**Exercise prompt**. Count the lines of the material below that contain the word "query". Reply with the number alone.

**Supplied data**.
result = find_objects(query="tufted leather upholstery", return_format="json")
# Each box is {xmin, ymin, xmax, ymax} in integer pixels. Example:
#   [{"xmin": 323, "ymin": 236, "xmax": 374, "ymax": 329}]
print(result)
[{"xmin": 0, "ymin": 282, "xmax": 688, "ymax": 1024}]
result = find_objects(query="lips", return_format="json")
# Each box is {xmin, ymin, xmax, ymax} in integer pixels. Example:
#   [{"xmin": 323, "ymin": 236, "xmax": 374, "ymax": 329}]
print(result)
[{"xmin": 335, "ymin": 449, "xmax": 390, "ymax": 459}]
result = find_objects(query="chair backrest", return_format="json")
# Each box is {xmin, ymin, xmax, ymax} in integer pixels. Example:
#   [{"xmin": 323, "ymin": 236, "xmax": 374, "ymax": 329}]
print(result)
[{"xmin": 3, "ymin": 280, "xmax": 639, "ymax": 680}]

**Complete answer**. 3